● What you should do
Once every line below has been checked for "bowl", give only the number of lines that have it.

──────── Given data

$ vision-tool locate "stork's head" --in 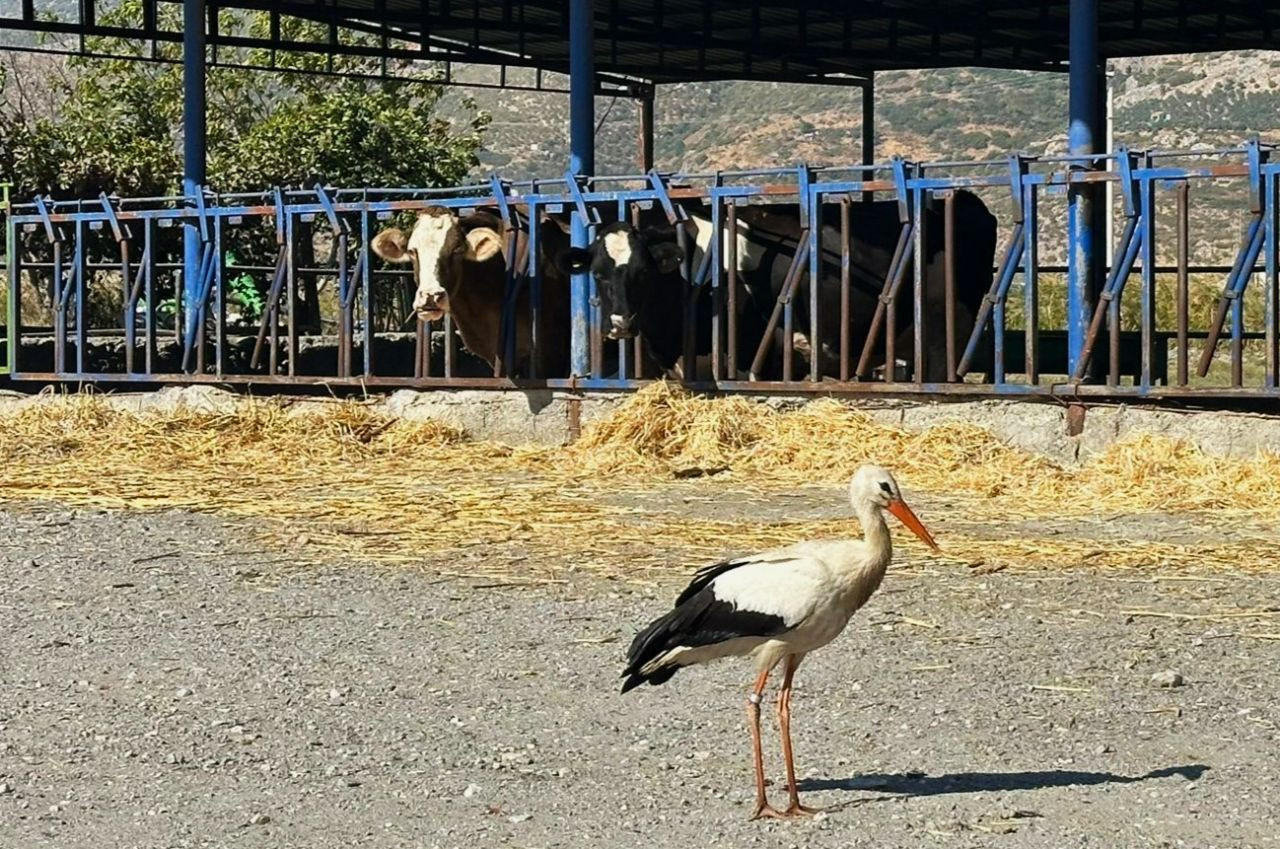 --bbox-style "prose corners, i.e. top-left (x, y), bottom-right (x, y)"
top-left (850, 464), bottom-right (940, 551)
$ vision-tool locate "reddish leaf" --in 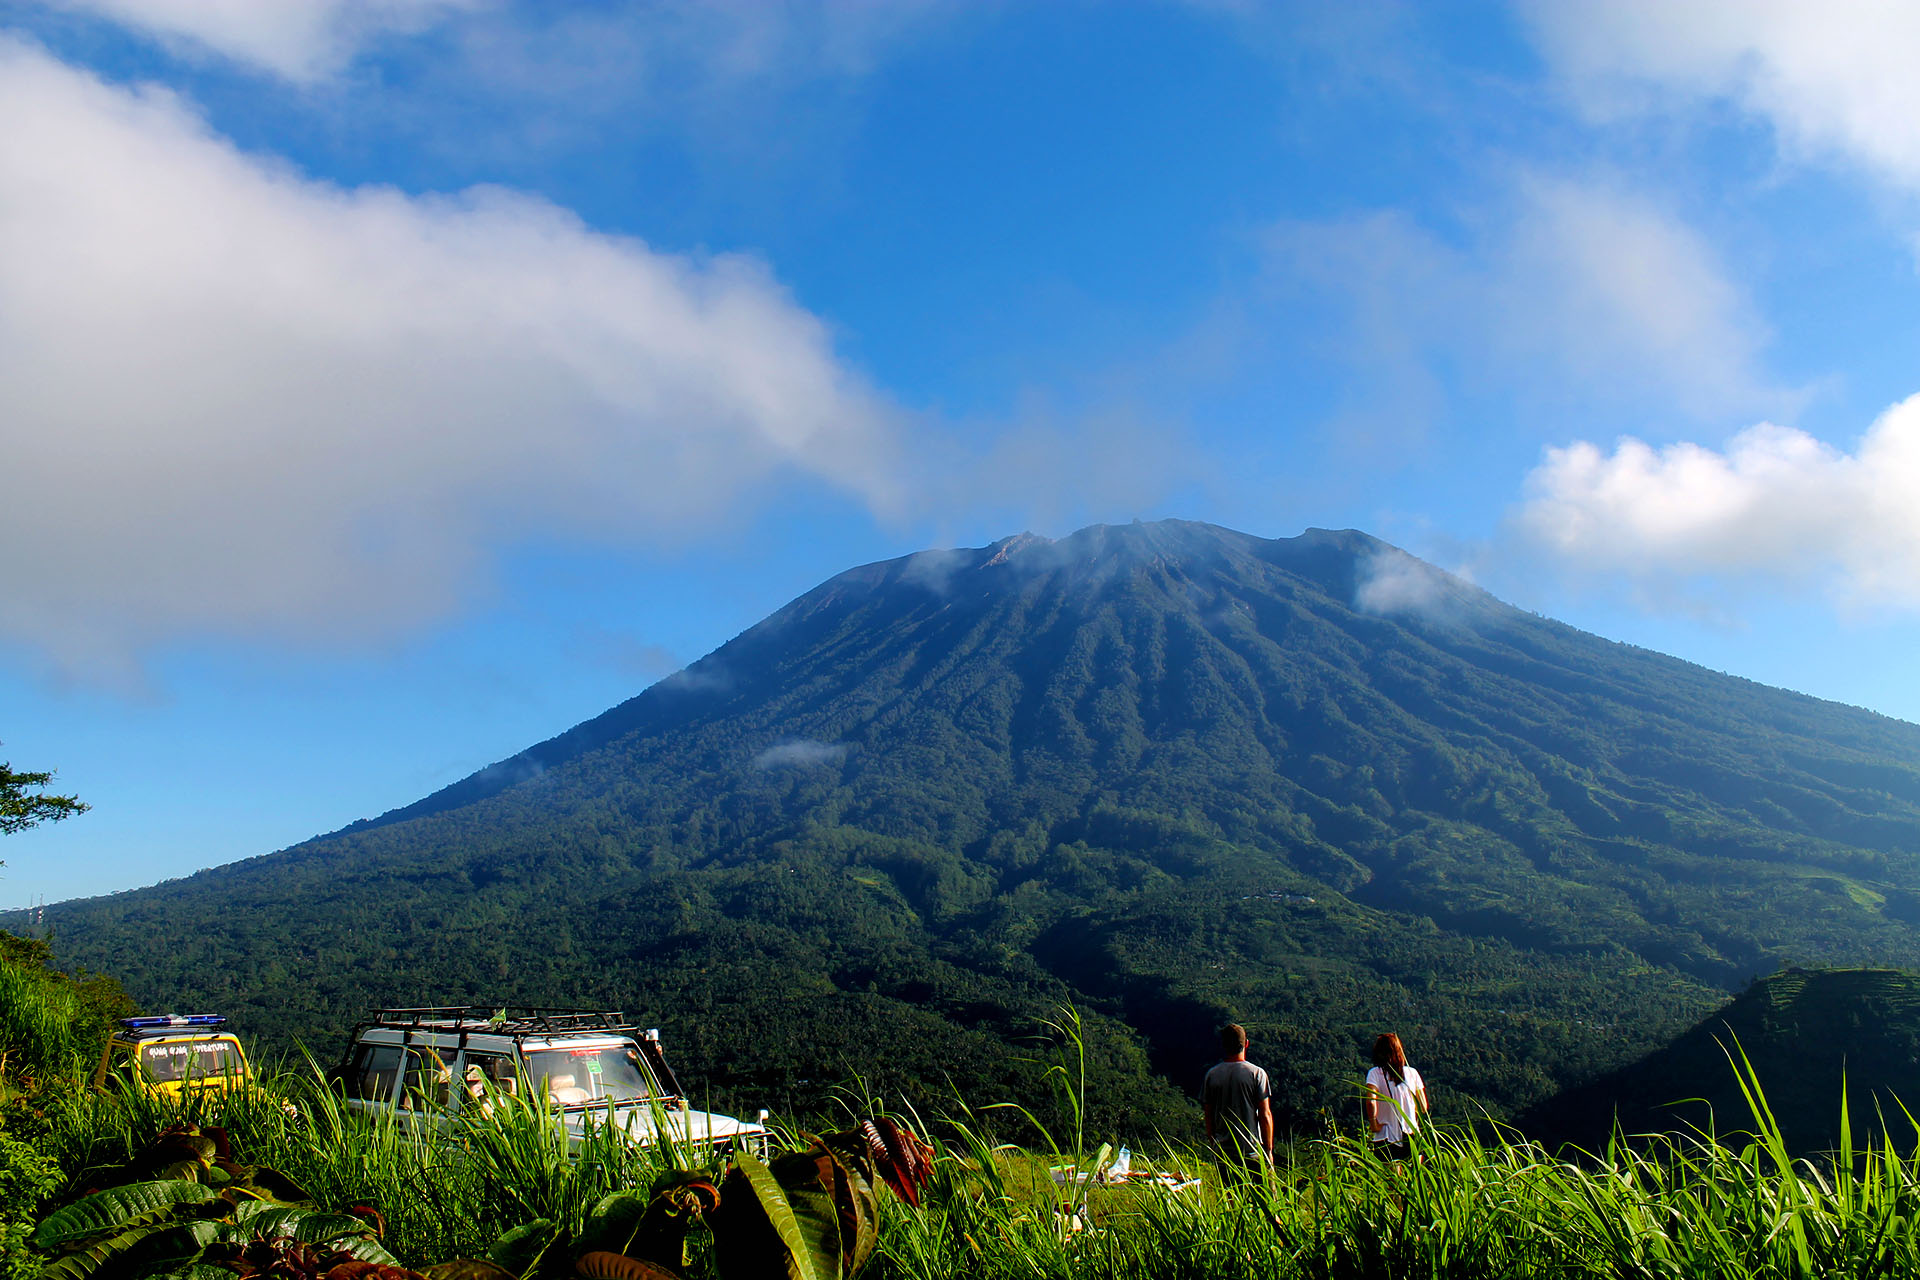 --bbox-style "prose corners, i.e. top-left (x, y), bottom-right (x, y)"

────────────────
──────── Given data

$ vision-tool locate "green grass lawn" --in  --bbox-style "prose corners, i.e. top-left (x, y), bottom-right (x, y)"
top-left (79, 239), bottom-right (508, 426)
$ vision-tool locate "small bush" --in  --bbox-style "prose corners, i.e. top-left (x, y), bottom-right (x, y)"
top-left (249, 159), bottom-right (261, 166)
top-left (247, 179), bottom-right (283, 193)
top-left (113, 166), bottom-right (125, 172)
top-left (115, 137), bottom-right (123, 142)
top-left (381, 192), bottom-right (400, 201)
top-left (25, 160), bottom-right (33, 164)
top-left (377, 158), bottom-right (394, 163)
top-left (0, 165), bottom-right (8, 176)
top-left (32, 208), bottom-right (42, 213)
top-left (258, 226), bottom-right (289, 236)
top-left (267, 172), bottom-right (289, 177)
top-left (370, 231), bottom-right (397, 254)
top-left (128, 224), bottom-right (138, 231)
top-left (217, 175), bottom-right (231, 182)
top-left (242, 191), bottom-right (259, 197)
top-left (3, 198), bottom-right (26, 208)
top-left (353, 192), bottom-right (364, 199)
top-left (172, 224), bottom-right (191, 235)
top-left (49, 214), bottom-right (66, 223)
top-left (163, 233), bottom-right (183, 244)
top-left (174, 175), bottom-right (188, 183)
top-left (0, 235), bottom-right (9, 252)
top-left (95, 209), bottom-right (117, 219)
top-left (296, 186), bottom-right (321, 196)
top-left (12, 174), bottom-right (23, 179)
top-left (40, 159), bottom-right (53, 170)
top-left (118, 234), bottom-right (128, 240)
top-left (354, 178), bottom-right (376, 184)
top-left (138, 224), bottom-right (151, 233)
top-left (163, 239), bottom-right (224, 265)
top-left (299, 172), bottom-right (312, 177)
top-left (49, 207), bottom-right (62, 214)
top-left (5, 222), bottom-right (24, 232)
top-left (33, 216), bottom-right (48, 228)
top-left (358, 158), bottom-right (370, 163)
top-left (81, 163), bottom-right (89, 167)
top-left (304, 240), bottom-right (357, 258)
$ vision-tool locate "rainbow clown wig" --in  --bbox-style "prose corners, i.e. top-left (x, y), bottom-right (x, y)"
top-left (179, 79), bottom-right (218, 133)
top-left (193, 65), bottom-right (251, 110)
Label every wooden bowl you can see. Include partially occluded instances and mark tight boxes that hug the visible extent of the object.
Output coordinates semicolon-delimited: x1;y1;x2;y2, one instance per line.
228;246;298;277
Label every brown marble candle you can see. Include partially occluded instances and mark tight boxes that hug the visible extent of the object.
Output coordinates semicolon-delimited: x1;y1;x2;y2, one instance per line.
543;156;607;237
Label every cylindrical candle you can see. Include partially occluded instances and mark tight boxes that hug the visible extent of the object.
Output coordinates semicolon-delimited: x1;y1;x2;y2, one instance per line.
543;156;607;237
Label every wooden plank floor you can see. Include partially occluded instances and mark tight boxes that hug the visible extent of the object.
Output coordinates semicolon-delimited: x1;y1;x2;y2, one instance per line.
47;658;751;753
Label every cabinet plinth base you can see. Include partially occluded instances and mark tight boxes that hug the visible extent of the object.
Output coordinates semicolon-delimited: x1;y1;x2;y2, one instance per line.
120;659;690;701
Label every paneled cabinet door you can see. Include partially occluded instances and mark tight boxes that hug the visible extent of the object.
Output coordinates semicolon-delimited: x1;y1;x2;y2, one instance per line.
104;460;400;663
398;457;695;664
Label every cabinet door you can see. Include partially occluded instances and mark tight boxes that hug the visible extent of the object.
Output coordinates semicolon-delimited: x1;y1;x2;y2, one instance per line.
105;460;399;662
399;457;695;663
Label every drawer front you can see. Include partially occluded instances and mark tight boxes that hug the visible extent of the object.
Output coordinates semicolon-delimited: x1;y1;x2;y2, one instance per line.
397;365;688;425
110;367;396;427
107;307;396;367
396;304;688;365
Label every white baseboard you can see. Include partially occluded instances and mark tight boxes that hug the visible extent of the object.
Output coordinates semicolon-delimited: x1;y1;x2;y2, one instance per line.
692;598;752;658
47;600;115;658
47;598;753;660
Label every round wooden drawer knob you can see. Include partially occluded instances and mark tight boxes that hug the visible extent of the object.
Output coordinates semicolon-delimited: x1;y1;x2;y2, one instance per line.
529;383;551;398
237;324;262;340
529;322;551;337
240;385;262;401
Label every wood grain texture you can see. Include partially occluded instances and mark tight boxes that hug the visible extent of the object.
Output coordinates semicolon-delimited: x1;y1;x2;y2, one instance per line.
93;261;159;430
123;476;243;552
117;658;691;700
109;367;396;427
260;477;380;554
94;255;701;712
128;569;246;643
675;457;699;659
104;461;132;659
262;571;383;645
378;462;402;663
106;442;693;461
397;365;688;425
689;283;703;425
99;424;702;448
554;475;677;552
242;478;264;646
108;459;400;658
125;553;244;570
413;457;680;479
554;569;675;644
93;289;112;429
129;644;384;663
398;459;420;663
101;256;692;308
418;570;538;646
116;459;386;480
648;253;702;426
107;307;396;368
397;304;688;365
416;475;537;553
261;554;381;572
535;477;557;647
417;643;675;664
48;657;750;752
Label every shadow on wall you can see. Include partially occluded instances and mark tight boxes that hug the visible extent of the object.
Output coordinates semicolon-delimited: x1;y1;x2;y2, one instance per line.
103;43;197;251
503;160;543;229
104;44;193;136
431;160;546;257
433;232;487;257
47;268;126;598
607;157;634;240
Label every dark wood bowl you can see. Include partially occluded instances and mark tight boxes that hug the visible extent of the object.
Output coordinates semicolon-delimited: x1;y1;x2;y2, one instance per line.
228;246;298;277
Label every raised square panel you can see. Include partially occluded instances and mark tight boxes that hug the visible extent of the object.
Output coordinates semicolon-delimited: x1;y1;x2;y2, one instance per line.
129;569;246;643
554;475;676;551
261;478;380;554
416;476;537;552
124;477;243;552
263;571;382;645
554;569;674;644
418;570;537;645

────────────────

● Output
2